[Stored items]
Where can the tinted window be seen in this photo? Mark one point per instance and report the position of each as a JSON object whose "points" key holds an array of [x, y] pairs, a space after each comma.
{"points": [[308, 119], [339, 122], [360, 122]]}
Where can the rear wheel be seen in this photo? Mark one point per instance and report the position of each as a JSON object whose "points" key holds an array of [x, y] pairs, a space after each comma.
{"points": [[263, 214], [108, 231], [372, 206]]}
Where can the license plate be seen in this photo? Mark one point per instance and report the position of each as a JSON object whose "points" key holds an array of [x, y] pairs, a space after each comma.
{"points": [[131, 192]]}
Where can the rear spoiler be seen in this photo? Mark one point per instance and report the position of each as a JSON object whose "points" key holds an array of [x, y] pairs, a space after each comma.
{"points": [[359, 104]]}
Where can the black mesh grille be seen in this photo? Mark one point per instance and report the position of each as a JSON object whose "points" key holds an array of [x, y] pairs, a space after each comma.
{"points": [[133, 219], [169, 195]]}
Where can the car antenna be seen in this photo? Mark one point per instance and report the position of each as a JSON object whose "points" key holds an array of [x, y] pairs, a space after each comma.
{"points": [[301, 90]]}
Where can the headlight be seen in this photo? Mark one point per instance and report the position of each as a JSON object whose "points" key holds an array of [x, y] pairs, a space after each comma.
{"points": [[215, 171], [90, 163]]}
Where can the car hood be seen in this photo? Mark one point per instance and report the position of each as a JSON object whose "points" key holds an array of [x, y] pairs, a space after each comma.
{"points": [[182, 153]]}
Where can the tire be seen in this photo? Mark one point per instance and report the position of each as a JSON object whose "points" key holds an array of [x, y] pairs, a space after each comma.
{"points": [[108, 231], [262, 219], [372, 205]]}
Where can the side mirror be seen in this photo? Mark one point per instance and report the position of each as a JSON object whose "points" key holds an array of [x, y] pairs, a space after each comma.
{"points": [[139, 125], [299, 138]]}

WRITTEN INSTRUCTION: Retype the lines above word for word, from the first to the last.

IN RESPONSE:
Where can the tinted window be seen in this photo? Mark one point per instance and report the position of each as a JSON object whose "points" key holds an array of [x, y] pairs, a space after each comma.
{"points": [[308, 119], [339, 122], [360, 122]]}
Where can the rear wheel be seen in this photo? Mark one point per instance and report the position of each as a JSON object whose "points" key holds an array of [x, y] pairs, a space after each comma.
{"points": [[263, 214], [108, 231], [372, 206]]}
Where can the license plate be seen in this photo? Mark one point per instance and report the position of each as a JSON object whose "points" key holds an array of [x, y] pairs, a space after each comma.
{"points": [[131, 192]]}
Where can the rear spoiler be seen in this photo? Mark one point per instance and report the position of each as a JSON object whose "points" key holds an array of [x, y] pairs, a space after each comma.
{"points": [[359, 104]]}
Where can the black mesh grille be seen in this photo? Mark one point per instance and report the position of each as a JSON object whose "points" key holds an array of [x, y] pairs, a space after each comma.
{"points": [[133, 219], [169, 195]]}
Where can the car antenna be seen in this photo? Mark one point per instance and report the position of each as a JSON object whose "points" key holds an array of [x, y] pairs, a space after each comma.
{"points": [[301, 90]]}
Where can the headlight be seen in this photo? Mark one point per instance and report the position of each as a JSON object whose "points" key holds an array of [x, y] pairs, a space after each comma.
{"points": [[215, 171], [90, 163]]}
Where can the car hood be seen in this photo? Mark one point per instance and report the position of each as a JSON object whose "points" key holds an array of [x, y] pairs, a space after each comma.
{"points": [[182, 153]]}
Where can the tire be seen in this photo? Mark one point per instance and report the position of each as a JSON object whose "points" key holds an array of [x, y] pairs, a space after each comma.
{"points": [[108, 231], [262, 219], [372, 205]]}
Where can the side mirror be seen in this photo? Mark one point per instance and report the position of each as a JSON object whose "points" key holds an array of [x, y] pairs, a space after each comma.
{"points": [[139, 125], [299, 138]]}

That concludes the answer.